### Task to carry out:
Which lines of the entries below include "bracelet"? List them all.

(Stored data)
--------------------
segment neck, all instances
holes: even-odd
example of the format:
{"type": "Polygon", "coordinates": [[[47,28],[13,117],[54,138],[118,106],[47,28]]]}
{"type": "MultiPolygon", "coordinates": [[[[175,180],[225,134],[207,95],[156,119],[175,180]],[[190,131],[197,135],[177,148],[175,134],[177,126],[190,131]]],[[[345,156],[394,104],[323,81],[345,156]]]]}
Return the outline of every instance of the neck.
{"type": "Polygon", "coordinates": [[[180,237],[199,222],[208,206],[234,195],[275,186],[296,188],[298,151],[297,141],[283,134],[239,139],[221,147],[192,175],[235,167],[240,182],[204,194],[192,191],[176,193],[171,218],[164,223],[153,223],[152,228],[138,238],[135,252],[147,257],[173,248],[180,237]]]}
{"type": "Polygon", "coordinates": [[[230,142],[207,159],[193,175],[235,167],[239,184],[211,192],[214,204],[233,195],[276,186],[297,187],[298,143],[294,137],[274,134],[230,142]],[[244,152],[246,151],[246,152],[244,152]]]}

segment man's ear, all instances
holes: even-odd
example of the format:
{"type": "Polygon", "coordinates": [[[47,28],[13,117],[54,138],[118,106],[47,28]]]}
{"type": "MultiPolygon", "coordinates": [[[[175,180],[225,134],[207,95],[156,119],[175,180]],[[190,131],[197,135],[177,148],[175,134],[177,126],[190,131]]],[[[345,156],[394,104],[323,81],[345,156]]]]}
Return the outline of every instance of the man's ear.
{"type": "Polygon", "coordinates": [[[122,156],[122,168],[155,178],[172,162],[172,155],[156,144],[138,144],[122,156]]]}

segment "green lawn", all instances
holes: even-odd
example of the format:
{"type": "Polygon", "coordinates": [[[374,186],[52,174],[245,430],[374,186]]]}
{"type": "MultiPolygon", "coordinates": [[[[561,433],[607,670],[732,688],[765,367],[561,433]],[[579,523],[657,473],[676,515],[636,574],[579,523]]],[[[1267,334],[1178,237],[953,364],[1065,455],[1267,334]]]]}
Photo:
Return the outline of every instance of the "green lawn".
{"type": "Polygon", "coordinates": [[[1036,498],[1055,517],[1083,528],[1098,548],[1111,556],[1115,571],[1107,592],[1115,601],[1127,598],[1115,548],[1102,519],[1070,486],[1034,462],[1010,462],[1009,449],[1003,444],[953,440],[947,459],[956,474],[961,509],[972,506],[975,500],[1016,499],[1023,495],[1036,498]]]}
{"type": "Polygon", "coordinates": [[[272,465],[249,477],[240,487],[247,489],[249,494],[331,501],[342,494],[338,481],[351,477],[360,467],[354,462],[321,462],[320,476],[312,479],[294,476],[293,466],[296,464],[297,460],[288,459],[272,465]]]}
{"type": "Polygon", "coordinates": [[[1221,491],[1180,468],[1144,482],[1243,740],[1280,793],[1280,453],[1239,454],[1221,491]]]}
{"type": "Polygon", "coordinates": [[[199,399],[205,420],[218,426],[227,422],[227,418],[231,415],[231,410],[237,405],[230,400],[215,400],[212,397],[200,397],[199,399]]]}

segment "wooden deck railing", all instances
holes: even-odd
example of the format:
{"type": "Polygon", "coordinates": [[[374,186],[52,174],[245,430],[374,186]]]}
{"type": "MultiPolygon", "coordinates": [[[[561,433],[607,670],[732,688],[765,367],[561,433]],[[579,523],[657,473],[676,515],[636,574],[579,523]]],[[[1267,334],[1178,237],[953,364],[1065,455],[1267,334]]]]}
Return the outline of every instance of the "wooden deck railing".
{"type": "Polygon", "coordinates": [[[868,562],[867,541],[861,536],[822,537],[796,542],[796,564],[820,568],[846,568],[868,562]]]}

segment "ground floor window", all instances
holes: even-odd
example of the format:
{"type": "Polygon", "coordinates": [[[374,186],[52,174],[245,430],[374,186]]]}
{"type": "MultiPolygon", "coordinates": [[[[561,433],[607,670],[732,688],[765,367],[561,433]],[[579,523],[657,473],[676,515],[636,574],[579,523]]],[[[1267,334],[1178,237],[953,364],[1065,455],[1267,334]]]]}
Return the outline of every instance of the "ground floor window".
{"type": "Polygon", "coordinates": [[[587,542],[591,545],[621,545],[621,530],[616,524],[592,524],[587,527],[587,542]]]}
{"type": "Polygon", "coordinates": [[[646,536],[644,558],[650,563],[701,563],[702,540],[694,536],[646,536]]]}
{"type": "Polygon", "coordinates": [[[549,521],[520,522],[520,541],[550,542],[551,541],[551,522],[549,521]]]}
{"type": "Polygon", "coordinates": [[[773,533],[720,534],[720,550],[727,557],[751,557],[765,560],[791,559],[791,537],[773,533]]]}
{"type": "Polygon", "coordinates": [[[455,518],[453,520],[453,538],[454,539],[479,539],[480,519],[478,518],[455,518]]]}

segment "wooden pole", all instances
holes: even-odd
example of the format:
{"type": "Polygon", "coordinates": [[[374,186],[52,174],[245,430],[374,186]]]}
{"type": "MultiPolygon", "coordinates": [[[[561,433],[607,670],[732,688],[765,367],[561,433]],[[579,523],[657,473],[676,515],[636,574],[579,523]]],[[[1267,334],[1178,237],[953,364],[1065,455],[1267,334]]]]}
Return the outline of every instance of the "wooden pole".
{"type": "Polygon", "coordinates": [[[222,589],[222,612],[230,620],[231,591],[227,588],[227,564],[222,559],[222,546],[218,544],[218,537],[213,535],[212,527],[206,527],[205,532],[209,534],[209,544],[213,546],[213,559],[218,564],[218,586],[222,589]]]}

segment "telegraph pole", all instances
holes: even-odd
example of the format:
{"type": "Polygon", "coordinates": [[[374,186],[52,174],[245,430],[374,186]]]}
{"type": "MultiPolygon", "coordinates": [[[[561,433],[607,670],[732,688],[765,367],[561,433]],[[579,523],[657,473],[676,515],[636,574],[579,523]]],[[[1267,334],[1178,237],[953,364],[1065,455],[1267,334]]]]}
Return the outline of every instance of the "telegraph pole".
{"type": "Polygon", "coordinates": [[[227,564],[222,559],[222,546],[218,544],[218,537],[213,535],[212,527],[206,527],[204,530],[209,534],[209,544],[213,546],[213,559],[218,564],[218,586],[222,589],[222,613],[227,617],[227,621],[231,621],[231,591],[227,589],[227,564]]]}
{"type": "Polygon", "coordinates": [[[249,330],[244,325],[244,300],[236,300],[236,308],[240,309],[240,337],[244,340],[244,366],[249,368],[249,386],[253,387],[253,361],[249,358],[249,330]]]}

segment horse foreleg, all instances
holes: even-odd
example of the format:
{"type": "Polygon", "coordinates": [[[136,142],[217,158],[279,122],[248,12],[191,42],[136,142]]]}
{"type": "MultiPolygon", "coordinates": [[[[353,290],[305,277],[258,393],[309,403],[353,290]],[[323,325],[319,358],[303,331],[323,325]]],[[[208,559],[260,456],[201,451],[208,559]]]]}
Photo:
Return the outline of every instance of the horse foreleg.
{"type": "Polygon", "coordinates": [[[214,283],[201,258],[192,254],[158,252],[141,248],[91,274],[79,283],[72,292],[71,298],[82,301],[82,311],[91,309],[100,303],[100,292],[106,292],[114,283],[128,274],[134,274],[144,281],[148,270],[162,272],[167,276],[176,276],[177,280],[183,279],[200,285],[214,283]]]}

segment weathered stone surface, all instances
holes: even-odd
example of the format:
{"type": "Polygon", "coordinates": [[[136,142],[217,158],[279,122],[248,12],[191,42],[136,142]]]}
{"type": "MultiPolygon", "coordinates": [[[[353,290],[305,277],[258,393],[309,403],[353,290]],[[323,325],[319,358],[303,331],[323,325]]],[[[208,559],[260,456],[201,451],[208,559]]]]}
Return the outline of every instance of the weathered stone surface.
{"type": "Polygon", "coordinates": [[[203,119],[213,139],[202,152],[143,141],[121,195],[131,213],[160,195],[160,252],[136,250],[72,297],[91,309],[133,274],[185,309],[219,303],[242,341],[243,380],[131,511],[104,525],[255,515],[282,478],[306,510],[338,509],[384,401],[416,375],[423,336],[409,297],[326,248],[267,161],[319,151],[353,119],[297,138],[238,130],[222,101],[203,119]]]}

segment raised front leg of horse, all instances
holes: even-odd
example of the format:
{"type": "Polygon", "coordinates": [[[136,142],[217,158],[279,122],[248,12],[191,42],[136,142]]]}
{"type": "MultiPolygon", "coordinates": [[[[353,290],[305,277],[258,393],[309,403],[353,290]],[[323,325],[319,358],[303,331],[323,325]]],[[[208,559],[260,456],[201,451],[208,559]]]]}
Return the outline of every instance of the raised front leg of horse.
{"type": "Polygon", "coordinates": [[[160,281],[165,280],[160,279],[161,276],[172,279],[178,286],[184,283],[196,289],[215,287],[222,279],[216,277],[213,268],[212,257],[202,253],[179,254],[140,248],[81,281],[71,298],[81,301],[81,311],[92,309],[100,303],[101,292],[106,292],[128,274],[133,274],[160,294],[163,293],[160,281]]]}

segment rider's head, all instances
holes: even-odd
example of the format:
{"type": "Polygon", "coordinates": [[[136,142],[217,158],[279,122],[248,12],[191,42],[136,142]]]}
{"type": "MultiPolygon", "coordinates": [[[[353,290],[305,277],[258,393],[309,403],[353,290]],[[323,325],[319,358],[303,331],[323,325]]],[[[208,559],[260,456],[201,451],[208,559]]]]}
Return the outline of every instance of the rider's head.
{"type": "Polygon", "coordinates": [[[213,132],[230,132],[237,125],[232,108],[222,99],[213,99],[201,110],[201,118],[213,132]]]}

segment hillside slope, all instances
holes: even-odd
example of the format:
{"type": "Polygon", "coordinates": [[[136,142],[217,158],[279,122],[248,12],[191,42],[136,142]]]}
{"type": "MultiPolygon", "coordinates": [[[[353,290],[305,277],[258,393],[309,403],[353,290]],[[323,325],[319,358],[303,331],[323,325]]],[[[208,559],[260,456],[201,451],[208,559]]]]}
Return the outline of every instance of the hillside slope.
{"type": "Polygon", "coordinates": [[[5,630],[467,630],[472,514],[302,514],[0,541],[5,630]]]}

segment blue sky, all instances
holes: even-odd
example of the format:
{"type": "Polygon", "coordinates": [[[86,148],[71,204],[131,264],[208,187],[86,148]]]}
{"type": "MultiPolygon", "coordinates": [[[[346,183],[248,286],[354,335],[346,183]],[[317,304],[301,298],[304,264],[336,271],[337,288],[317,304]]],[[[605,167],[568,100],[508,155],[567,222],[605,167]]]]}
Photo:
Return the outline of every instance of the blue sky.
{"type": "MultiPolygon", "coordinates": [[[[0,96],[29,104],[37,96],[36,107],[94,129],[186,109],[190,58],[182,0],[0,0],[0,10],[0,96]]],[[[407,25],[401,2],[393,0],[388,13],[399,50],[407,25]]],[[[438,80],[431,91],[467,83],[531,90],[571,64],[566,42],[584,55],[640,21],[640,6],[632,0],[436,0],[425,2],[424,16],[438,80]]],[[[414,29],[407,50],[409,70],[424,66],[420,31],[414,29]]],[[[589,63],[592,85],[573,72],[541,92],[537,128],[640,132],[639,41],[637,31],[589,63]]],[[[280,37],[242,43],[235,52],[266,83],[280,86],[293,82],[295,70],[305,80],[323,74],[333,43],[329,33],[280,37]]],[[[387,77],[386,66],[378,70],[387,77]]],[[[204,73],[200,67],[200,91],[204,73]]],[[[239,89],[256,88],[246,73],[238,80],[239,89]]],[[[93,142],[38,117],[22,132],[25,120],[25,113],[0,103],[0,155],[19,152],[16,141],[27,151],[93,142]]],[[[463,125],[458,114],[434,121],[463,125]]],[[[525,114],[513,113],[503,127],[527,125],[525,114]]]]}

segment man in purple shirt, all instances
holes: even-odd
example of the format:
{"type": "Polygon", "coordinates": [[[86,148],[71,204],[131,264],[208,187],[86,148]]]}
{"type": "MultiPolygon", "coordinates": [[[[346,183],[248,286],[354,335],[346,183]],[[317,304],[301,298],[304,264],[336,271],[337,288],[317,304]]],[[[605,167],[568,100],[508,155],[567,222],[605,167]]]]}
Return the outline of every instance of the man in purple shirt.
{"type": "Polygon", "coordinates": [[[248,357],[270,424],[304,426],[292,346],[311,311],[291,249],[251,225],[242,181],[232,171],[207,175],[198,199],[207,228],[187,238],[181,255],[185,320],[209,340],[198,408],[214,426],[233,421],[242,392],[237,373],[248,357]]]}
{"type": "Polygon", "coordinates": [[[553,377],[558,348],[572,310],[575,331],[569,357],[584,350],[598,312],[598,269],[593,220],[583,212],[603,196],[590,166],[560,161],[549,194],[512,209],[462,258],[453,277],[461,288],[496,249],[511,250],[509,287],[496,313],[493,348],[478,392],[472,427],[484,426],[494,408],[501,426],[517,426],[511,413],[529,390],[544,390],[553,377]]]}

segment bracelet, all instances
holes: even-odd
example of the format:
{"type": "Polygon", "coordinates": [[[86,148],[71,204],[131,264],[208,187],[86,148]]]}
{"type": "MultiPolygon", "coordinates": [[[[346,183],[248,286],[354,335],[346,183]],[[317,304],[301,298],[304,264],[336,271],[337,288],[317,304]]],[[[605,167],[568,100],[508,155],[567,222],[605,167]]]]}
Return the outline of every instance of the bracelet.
--------------------
### Response area:
segment bracelet, all instances
Return the outline of every instance of the bracelet.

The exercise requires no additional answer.